** Opening Source extract block **

Book Authors: T. Colin Campbell, PhD and Thomas M. Campbell II
Reviewed by Allison Wilson (The Bioscience Resource Project)
What will it take for veggie stir-fry on rice to replace a beef burger on a bun as the all-American meal? A switch to a more plant-based diet has been standard dietary advice for years and the new Dietary Guidelines Advisory Committee report is no exception. In The China Study, however, the Campbells go much further, arguing that “a good diet is the most powerful weapon we have against disease and sickness” and that the healthiest diet is an entirely plant-based whole-food diet (no meat, dairy or eggs and little, if any, fish). A simple switch to such a diet, claim the Campbells, will dramatically decrease your risk of getting the diseases common in Western societies, including auto-immune diseases, cancer, heart disease and diabetes. As large-scale genetic screens to identify genes for these same diseases continue to fail, and as this failure looks to be permanent (see The Great DNA Data Deficit: Are Genes for Disease a Mirage?), this advice appears more and more prescient.

** Closing Source extract block **
** Opening Supplied records block **

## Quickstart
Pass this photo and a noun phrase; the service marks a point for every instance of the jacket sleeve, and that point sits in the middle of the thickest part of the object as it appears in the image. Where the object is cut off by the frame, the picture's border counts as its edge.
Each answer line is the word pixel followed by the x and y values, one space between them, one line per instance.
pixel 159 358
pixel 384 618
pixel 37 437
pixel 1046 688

** Closing Supplied records block **

▸ Activity
Decide whether each statement agrees with the review of The China Study. Answer yes or no for each, and quote the words from the review that settle it. 1. The healthiest diet the Campbells describe contains no dairy or eggs. 2. The Campbells rule out fish entirely. 3. The new Dietary Guidelines Advisory Committee report departs from the standard advice to eat a more plant-based diet.

▸ Finished exercise
1. Yes: "no meat, dairy or eggs and little, if any, fish"
2. No: "little, if any, fish"
3. No: "the new Dietary Guidelines Advisory Committee report is no exception"